» **Excerpt provided**
..............................
Several years ago my wife and I spent time in France. We traveled to Juno beach where my relatives fought in World War Two to liberate a small town along the Normandy coast. Bayeux, France, has at its centre a beautiful cathedral. It is a wonder of architecture that still stands even through multiple wars and conflicts. I was astonished at how thin stone masonry can uphold vaulted arches over the centuries; Bayeux Cathedral is a feat of engineering. The secret of its longevity rests in the precise placement of stones. Above every arch and vaulted ceiling in the Bayeux Cathedral rests a keystone.
Keystones are essential to the integrity of the whole structure. They are not typically the most elaborate or decorated part of the building, but without them the cathedral would not be stable. Arches cannot be finished unless the keystone is in place, even though they may be small and often bear little weight. Keystones are positioned in such a way as to allow the rest of the arch or vault to retain their shape and support the load; a technique that has allowed us to build some of the world’s most awe inspiring structures.
..............................
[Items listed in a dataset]
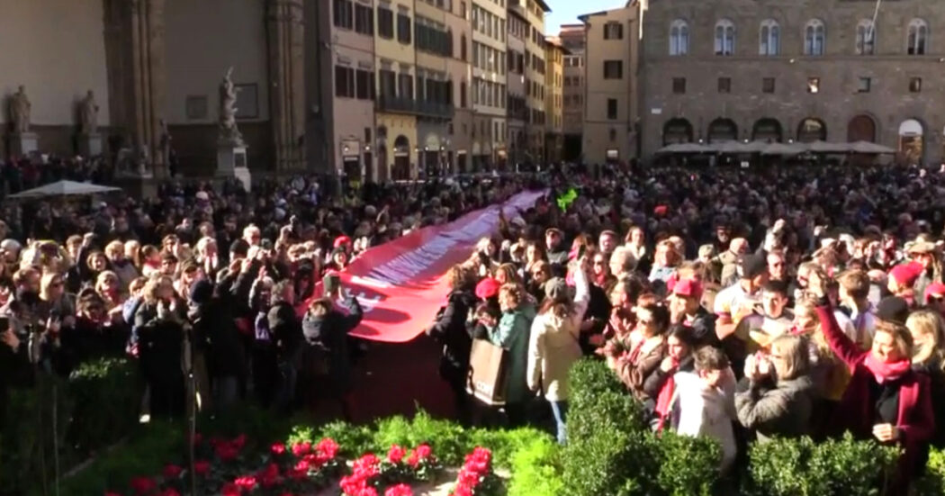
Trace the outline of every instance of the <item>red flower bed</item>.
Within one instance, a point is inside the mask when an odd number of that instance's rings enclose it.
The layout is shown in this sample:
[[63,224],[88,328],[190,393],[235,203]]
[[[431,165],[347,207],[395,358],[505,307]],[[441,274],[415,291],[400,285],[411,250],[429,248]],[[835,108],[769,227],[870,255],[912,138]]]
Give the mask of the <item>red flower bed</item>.
[[466,462],[456,476],[452,496],[490,496],[497,494],[500,481],[492,471],[492,452],[477,447],[466,455]]
[[[328,486],[340,473],[338,445],[325,438],[316,446],[273,444],[263,455],[245,453],[246,436],[232,439],[195,438],[194,473],[202,494],[223,496],[309,493]],[[159,477],[135,477],[129,483],[133,496],[180,496],[189,492],[189,468],[167,465]],[[187,488],[188,490],[184,490]],[[121,496],[109,492],[108,496]]]
[[428,445],[408,452],[395,444],[384,459],[368,453],[355,460],[351,475],[339,486],[345,496],[413,496],[408,484],[428,481],[438,469]]
[[[246,443],[245,436],[195,443],[198,459],[194,463],[194,473],[201,494],[311,494],[336,480],[344,467],[338,457],[338,445],[331,438],[316,445],[276,443],[261,454],[247,453]],[[369,453],[354,460],[351,472],[341,477],[338,487],[344,496],[413,496],[411,485],[432,480],[439,469],[430,446],[421,444],[407,450],[393,445],[383,458]],[[169,464],[160,476],[132,478],[127,494],[180,496],[189,492],[189,482],[187,466]],[[492,471],[491,453],[476,448],[466,456],[451,494],[490,496],[497,493],[499,484]],[[122,493],[107,492],[106,496],[122,496]]]

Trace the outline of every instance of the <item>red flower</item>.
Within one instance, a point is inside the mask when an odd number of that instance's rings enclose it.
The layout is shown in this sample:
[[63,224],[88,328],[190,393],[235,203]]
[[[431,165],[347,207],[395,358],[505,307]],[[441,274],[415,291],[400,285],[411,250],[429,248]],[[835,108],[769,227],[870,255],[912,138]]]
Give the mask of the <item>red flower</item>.
[[456,487],[453,488],[453,496],[472,496],[472,489],[470,489],[462,484],[457,484]]
[[384,491],[384,496],[413,496],[413,489],[406,484],[398,484],[387,487],[387,490]]
[[217,444],[215,452],[216,457],[225,462],[239,456],[239,448],[231,443]]
[[197,460],[194,462],[194,472],[203,475],[210,471],[210,462],[207,460]]
[[330,460],[338,453],[338,443],[335,442],[335,439],[332,439],[331,437],[325,437],[324,439],[318,441],[318,446],[316,447],[316,451],[322,453]]
[[165,479],[177,479],[180,476],[180,472],[183,469],[178,467],[177,465],[168,465],[164,467],[164,478]]
[[406,455],[407,451],[396,444],[390,447],[390,451],[387,452],[387,461],[390,463],[401,463],[404,461],[404,456]]
[[270,463],[256,477],[259,479],[259,485],[264,487],[274,486],[279,481],[279,466]]
[[237,477],[236,480],[233,481],[233,484],[241,489],[251,490],[256,487],[256,478],[252,475],[244,475],[242,477]]
[[295,443],[292,445],[292,453],[296,456],[301,456],[302,454],[307,454],[308,452],[312,451],[312,443],[305,441]]
[[150,477],[135,477],[131,479],[131,488],[137,494],[147,494],[158,488],[158,484]]
[[433,453],[433,450],[430,449],[429,444],[421,444],[414,450],[414,453],[417,453],[417,456],[420,456],[420,459],[425,460]]

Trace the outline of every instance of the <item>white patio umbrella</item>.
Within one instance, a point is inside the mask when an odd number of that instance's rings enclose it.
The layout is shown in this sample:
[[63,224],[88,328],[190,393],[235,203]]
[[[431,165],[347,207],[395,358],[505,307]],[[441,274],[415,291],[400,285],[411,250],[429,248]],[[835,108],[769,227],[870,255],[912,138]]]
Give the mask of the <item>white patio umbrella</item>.
[[762,155],[799,155],[804,147],[799,144],[772,143],[762,150]]
[[74,180],[60,180],[31,190],[21,191],[15,195],[10,195],[10,198],[43,198],[46,197],[77,197],[83,195],[96,195],[100,193],[110,193],[120,191],[121,188],[112,186],[100,186],[91,182],[76,182]]
[[869,143],[868,141],[858,141],[850,144],[850,151],[853,153],[865,153],[873,155],[896,153],[895,148],[890,148],[889,146],[885,146],[878,143]]

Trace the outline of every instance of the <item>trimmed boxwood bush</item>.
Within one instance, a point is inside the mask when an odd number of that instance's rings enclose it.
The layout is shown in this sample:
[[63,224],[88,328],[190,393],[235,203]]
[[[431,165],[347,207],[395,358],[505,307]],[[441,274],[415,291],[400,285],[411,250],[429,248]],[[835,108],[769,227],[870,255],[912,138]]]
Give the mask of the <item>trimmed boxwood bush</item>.
[[61,476],[134,432],[141,391],[137,365],[124,357],[84,362],[66,379],[37,373],[29,387],[9,390],[0,405],[4,490],[51,493],[57,458]]
[[561,450],[548,436],[533,436],[512,454],[508,496],[564,494]]
[[773,439],[749,450],[750,487],[746,492],[771,496],[854,496],[885,494],[896,470],[898,450],[840,439]]

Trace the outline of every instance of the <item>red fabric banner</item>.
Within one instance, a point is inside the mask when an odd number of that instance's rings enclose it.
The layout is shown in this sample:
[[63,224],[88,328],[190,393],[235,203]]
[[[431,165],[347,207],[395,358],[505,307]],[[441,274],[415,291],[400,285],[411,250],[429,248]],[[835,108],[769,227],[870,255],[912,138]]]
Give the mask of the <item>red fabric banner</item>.
[[[527,209],[545,192],[524,192],[501,207]],[[433,322],[450,293],[445,274],[469,259],[476,243],[499,228],[500,205],[481,209],[441,226],[430,226],[372,248],[341,272],[346,296],[353,295],[364,319],[352,335],[405,343]],[[316,295],[321,294],[321,283]],[[300,307],[304,314],[305,305]],[[347,311],[342,309],[342,311]]]

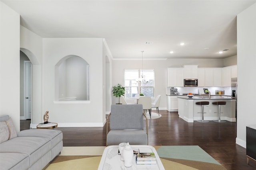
..............................
» **Required work**
a – In the passage on Bayeux Cathedral, what rests above every arch and vaulted ceiling?
b – Translate this sentence from the passage on Bayeux Cathedral into Spanish: "Keystones are essential to the integrity of the whole structure."

» **Task-by-task outputs**
a – A keystone.

b – Las claves de bóveda son esenciales para la integridad de toda la estructura.